## TASK TO CARRY OUT
Please copy the material below word for word, keeping every line in its original order.

## EXTRACTED ENTRIES
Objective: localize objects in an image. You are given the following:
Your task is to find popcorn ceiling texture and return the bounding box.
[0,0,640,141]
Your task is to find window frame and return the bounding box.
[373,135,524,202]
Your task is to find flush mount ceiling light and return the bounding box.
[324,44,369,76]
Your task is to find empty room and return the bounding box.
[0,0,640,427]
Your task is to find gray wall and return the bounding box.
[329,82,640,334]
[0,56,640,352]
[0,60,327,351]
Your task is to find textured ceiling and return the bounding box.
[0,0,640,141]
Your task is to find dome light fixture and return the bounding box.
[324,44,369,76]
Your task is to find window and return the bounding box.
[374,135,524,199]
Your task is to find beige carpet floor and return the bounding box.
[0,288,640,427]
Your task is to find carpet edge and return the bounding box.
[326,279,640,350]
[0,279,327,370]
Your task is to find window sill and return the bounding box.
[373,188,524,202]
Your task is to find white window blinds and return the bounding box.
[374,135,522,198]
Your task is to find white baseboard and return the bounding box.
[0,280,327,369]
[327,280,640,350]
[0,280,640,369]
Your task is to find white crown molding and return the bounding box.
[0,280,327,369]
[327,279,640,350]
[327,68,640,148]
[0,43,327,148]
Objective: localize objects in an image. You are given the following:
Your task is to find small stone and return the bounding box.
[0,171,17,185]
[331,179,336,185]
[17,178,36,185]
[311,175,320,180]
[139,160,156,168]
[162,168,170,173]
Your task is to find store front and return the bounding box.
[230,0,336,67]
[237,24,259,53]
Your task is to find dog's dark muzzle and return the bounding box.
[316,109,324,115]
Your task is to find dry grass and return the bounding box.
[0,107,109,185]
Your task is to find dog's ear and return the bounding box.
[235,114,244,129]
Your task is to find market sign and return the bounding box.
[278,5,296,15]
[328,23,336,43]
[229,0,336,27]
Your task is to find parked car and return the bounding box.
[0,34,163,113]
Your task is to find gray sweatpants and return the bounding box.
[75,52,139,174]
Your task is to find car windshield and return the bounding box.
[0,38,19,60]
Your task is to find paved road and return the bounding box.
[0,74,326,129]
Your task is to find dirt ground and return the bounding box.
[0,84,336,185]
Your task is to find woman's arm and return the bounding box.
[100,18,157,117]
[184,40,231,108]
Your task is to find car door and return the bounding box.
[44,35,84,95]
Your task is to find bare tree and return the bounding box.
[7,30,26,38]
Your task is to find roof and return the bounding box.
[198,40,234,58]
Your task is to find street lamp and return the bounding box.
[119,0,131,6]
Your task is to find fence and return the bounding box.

## EXPECTED ANSWER
Objective: localize objects in an image. You are given the following:
Your task is to find popcorn ceiling texture and return the bounding box.
[0,0,640,141]
Your task is to find window frame and return the bounding box.
[373,135,524,202]
Your task is to find flush mount ceiling light and return the bounding box.
[324,44,369,76]
Your task is to find empty room and return the bounding box.
[0,0,640,427]
Your task is to find gray wall and return the bounding box.
[329,82,640,334]
[0,56,640,352]
[0,60,327,351]
Your task is to find textured ceiling and return the bounding box.
[0,0,640,141]
Your task is to find dome light fixture and return the bounding box.
[324,44,369,76]
Your task is to find window and return the bounding box.
[374,135,524,199]
Your task is to find beige carpet floor and return the bounding box.
[0,288,640,427]
Your task is to find carpet edge and return the bounding box.
[326,279,640,350]
[0,279,327,370]
Your task is to find window sill and return the bounding box.
[373,188,524,202]
Your task is to find white window blinds and return the bounding box.
[374,135,522,198]
Your task is to find white baseboard and return the bounding box.
[0,280,327,369]
[327,280,640,350]
[0,280,640,369]
Your task is to find white crown molding and return the bounding box.
[0,280,327,369]
[327,279,640,350]
[327,68,640,148]
[0,43,327,148]
Objective: localize objects in an image. You are given the following:
Your task is to find small stone and return the bounding box.
[0,171,17,185]
[331,179,336,185]
[17,178,36,185]
[311,175,320,180]
[139,160,156,168]
[162,168,170,173]
Your task is to find store front and return the bounding box.
[230,0,336,67]
[237,24,259,53]
Your task is to find dog's dark muzzle and return the bounding box.
[316,109,324,115]
Your task is to find dry grass and return the bounding box.
[0,107,109,185]
Your task is to find dog's ear and return the bounding box.
[235,114,244,129]
Your task is to find market sign and return the bounding box.
[278,5,296,15]
[328,23,336,43]
[229,0,336,27]
Your task is to find parked car and return the bounding box.
[0,34,163,113]
Your task is to find gray sweatpants and return the bounding box.
[75,52,139,174]
Your task is to find car windshield and return the bounding box.
[0,38,19,60]
Your task is to find paved road and return the bounding box.
[0,74,326,129]
Your task is to find dirt ground and return the bounding box.
[0,84,336,185]
Your task is to find woman's arm and return the bounding box.
[100,18,157,117]
[184,40,231,108]
Your task is to find car door and return the bounding box.
[44,35,84,95]
Your task is to find bare tree and return the bounding box.
[7,30,26,38]
Your task is to find roof and return the bounding box.
[198,40,234,58]
Your task is to find street lamp and return the bounding box.
[119,0,131,6]
Your task is to find fence and return the bounding box.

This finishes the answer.